EXTRACT PROVIDED:
━━━━━━━━━━━━━━━━━━━━
California Historical Landmark
- Designated: May 22, 1957
- Reference no.: 597

= What Cheer House (Sacramento, California) =

Historical Landmark in Sacramento, United States

What Cheer House, also at times called the Sackett Hotel and Grand Hotel, is a historical building in Sacramento, California. What Cheer House is a California Historical Landmark No. 597 listed on May 22, 1957. The What Cheer House was first used as hotel, the Sackett Hotel. The What Cheer House was used for the California State offices in 1855. In the 1870s it was called the Grand Hotel. The What Cheer House is at the southeast corner of Front Street and K Street in Old Sacramento.

The What Cheer House supported the California Gold Rush Pioneers, it was built near the Sacramento waterfront and Central Pacific Railroad station. A Pioneer greeting was what cheer, partner?!, thus the What Cheer House name.
━━━━━━━━━━━━━━━━━━━━
PROVIDED DATA:
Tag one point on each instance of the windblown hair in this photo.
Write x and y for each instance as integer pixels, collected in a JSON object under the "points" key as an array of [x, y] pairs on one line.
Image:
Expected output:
━━━━━━━━━━━━━━━━━━━━
QUESTIONS:
A. According to the What Cheer House text, in what year was the building used for California State offices?
B. Pick up the What Cheer House text after its last sentence and keep writing.
The material has nothing to do with the What Cheer House text.

YOUR WRITTEN ANSWERS:
A. 1855.

B.
After the California State offices moved out the What Cheer House became a warehouse for the Sacramento waterfront shipping. Since the What Cheer House has been: Stage Nine Entertainment Store, G.Willikers Toy Emporium, The Vault, California Clothiers, and the Old Fashioned Candy and Confectionery. The City of Sacramento had a 13-year program in the 1860s and 1870s, to raise the buildings and streets in Sacramento to stop the flooding problem in the city, like the Great Flood of 1862. The What Cheer House was raised 15 ft, stopping flooding by the Sacramento River and American River. By the later 1940s and early 1950s What Cheer House was showing her age due to lack of renovation. By 1965 the City of Sacramento set up a plan to renovated and modernize not only the What Cheer House, but much of Old Sacramento.
Stage Nine Entertainment, Inc. purchased the What Cheer House in the 1990s.